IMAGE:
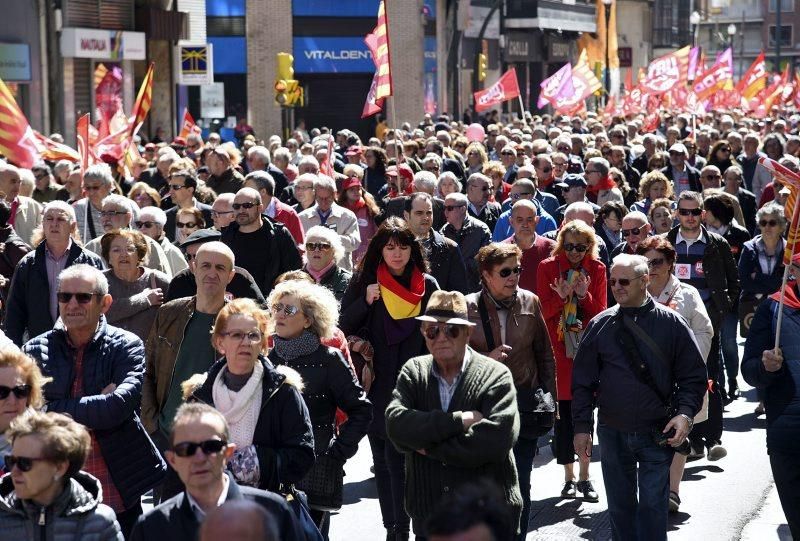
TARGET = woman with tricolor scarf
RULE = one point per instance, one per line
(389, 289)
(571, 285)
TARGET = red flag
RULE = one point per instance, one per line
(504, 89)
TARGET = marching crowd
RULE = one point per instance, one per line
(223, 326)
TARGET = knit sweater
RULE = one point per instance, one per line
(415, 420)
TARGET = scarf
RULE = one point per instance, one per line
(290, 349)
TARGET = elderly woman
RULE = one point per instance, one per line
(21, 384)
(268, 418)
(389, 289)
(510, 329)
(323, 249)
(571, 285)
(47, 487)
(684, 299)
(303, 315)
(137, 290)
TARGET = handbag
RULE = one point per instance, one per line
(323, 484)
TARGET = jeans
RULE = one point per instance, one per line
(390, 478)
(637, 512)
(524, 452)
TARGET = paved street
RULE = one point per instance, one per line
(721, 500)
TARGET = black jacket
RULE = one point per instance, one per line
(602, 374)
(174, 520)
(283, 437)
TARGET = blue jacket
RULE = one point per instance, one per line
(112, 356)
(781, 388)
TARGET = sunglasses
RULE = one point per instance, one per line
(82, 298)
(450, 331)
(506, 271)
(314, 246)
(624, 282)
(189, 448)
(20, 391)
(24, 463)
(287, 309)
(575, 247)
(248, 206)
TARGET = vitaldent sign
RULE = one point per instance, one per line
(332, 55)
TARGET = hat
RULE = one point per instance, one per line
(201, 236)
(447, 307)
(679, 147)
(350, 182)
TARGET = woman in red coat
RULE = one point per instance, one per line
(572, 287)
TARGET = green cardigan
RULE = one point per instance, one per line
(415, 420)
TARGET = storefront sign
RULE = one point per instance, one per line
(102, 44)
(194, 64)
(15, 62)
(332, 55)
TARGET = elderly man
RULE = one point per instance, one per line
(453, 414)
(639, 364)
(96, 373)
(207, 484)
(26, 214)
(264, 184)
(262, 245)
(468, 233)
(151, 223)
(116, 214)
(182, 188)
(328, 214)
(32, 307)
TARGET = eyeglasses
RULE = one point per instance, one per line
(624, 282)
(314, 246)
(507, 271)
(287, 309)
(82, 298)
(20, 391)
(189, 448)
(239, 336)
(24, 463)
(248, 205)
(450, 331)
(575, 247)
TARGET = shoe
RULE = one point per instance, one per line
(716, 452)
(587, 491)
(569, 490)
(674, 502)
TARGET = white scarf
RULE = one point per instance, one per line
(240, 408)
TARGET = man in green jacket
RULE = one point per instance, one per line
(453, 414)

------------------------------------------------------------------------

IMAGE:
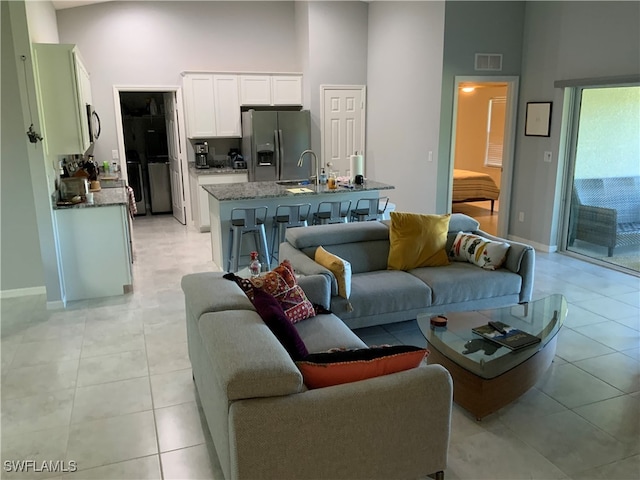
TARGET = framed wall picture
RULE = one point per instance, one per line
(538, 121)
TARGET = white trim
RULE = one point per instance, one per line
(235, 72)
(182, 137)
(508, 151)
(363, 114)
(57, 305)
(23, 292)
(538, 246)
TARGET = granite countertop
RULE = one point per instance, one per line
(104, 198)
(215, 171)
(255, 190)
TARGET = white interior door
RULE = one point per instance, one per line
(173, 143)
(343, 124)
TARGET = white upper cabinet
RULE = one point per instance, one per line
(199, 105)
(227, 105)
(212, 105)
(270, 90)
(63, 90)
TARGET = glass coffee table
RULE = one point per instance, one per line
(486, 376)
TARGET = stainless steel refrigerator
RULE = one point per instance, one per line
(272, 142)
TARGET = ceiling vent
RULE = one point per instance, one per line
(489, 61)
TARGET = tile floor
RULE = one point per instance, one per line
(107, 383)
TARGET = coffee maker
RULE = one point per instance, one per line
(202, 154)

------------------------------------------------------------------------

• WHAT IS BEING ASKED: Looking at the records above, how many lines include "jacket"? Please give the number and nothing more.

• RESULT OF THE EXERCISE: 3